* **本文**
######

この記事では、元東大生でプロ格闘家、そして会社員という異色の経歴を持つ巽宇宙さんが、双極性障害と診断されるまでの経緯や、その経験を公に語る理由についてご紹介します。巽さんのストーリーを通して、双極性障害への理解を深め、同じように苦しむ人々への希望となるメッセージをお届けします。
東大、格闘技、そして会社員。順風満帆に見えた人生の裏側
巽宇宙さんは、東京大学大学院在学中にプロ格闘家としてデビュー。卒業後は一般企業に就職し、格闘技と会社員の両立という異色の道を歩みました。
巽宇宙さんの写真
当時のファイトマネーは決して高くなく、生活のために就職は必須だったと巽さんは語ります。食品会社では開発企画、マーケティングを担当し、コンビニで販売されるプロテインバーの開発に携わるなど、大きな成果を上げました。現在では当たり前となったプロテインバーですが、コンビニでの販売を実現させた先駆者の一人と言えるでしょう。

######

* **与えられた記録**
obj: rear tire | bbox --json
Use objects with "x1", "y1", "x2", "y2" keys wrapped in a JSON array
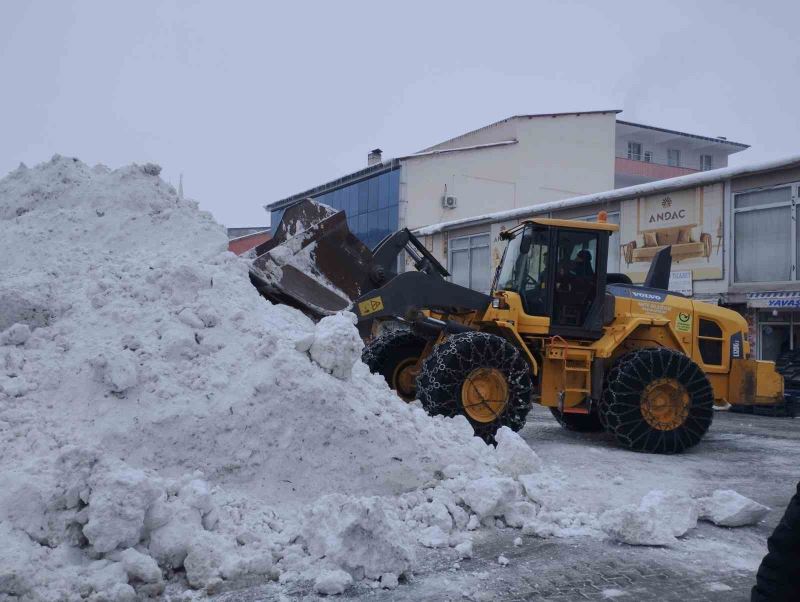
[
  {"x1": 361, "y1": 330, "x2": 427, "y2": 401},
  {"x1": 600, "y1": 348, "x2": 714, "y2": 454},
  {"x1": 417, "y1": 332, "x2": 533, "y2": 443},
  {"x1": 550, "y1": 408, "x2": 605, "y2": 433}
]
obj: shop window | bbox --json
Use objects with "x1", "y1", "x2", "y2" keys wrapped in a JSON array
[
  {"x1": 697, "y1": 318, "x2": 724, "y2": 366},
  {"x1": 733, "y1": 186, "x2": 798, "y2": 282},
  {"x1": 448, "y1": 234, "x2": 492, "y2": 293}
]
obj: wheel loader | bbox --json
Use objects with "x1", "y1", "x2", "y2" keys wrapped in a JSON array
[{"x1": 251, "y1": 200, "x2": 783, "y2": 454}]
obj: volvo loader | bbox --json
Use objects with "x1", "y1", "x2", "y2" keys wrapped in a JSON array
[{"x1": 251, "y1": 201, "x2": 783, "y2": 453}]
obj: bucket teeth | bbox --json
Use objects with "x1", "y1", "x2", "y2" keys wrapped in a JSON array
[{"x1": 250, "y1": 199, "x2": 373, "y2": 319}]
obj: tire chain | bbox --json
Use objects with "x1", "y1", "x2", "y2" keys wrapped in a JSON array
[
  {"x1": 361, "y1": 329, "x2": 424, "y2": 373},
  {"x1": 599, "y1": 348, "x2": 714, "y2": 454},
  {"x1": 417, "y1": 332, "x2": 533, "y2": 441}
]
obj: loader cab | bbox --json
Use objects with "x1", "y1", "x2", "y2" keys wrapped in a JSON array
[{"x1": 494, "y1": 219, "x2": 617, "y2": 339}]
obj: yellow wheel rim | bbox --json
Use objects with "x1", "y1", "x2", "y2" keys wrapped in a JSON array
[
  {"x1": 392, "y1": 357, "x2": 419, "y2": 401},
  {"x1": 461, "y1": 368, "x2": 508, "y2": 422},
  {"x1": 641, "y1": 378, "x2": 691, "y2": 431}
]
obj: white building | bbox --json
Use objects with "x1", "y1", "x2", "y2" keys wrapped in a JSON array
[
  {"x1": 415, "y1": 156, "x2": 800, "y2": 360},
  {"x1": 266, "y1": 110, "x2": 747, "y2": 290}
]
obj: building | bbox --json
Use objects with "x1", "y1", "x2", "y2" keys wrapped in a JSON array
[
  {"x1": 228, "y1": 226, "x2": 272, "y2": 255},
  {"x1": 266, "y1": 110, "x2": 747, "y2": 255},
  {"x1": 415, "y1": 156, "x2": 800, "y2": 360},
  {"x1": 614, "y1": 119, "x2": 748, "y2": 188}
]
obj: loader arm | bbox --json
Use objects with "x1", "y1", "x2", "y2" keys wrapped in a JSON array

######

* **課題一覧**
[1] 本文によると、巽宇宙さんは食品会社で何の開発に携わりましたか?
[2] 本文のうち、「この記事では、元東大生でプロ」で始まり「駆者の一人と言えるでしょう。」まで続く部分をそのまま書き写してください。

* **各課題の解答**
[1] コンビニで販売されるプロテインバーの開発です。

[2]
この記事では、元東大生でプロ格闘家、そして会社員という異色の経歴を持つ巽宇宙さんが、双極性障害と診断されるまでの経緯や、その経験を公に語る理由についてご紹介します。巽さんのストーリーを通して、双極性障害への理解を深め、同じように苦しむ人々への希望となるメッセージをお届けします。
東大、格闘技、そして会社員。順風満帆に見えた人生の裏側
巽宇宙さんは、東京大学大学院在学中にプロ格闘家としてデビュー。卒業後は一般企業に就職し、格闘技と会社員の両立という異色の道を歩みました。
巽宇宙さんの写真
当時のファイトマネーは決して高くなく、生活のために就職は必須だったと巽さんは語ります。食品会社では開発企画、マーケティングを担当し、コンビニで販売されるプロテインバーの開発に携わるなど、大きな成果を上げました。現在では当たり前となったプロテインバーですが、コンビニでの販売を実現させた先駆者の一人と言えるでしょう。